:: Task data ::

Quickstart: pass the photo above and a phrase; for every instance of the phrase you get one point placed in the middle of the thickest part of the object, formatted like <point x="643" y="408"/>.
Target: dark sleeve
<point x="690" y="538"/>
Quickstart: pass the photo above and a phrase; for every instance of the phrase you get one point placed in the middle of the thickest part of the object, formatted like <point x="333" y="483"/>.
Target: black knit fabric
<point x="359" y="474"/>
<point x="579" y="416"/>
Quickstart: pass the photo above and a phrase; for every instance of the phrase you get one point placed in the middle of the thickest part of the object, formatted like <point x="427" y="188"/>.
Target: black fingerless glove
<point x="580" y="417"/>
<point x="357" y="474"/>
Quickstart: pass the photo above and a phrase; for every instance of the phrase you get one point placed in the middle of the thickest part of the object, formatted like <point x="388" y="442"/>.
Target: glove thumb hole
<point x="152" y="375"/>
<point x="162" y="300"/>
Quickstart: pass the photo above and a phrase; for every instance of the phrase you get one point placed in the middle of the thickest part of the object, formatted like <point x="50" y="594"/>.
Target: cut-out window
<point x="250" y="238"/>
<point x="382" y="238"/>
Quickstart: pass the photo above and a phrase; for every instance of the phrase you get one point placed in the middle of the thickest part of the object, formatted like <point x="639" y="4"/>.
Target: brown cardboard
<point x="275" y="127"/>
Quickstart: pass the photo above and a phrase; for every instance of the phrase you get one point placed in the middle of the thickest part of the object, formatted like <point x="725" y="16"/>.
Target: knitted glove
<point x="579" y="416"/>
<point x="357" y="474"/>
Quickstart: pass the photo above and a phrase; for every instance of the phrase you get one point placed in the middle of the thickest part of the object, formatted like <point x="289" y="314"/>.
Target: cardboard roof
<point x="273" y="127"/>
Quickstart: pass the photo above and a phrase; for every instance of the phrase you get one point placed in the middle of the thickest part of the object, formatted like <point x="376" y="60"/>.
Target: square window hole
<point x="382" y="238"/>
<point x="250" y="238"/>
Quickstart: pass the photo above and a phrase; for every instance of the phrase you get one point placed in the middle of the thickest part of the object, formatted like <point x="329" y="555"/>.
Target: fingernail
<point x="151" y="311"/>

:::

-- Given exercise --
Write out every entry word for word.

-- Written reply --
Quickstart: pass the photo above and a phrase; for every instance of the phrase you get one point placed in the middle of the thickest part of the object, formatted like <point x="643" y="408"/>.
Target: dark sleeve
<point x="690" y="538"/>
Quickstart: pass the photo above and a phrase; for every instance of the phrase you get one point placed in the middle of the thickest part of the object, formatted like <point x="333" y="483"/>.
Target: black knit fabric
<point x="359" y="474"/>
<point x="579" y="416"/>
Quickstart: pass the photo above and a phrase; for every instance of the phrase you get one point placed in the middle of the thickest part of the object, formatted like <point x="427" y="188"/>.
Target: black fingerless glove
<point x="580" y="417"/>
<point x="357" y="474"/>
Quickstart: pass the photo above and a phrase; for every instance of the phrase you get one point placed in the middle of the thickest part of the object, formatted like <point x="388" y="442"/>.
Target: glove thumb hole
<point x="152" y="375"/>
<point x="162" y="300"/>
Quickstart: pass the photo above and a phrase; for every instance of the phrase you get one point placed in the middle of the thickest part of the object, formatted like <point x="50" y="594"/>.
Target: cut-out window
<point x="250" y="238"/>
<point x="382" y="238"/>
Quickstart: pass the photo above and a phrase; for every instance of the phrase you get one point placed in the middle of the thickest part of the object, formatted like <point x="639" y="4"/>.
Target: brown cardboard
<point x="275" y="127"/>
Quickstart: pass the photo above and a phrase; for every instance of the phrase you get one point placed in the middle of the thickest part of the object, formatted like <point x="725" y="16"/>.
Target: knitted glove
<point x="579" y="416"/>
<point x="357" y="474"/>
Quickstart: pass the photo above and a phrase; for every instance of the phrase you get one point placed in the middle of the thickest part of the object, formatted like <point x="289" y="314"/>.
Target: cardboard roof
<point x="273" y="127"/>
Quickstart: pass the photo above and a phrase; for every instance of the phrase you get one point placed in the middle of the thickest part of the object, formatted like <point x="376" y="60"/>.
Target: square window hole
<point x="382" y="238"/>
<point x="250" y="238"/>
Quickstart: pass the photo above and a phrase; for every instance of the phrase you get one point placed in the middle of the thickest part of the object, formatted like <point x="329" y="555"/>.
Target: fingernail
<point x="151" y="311"/>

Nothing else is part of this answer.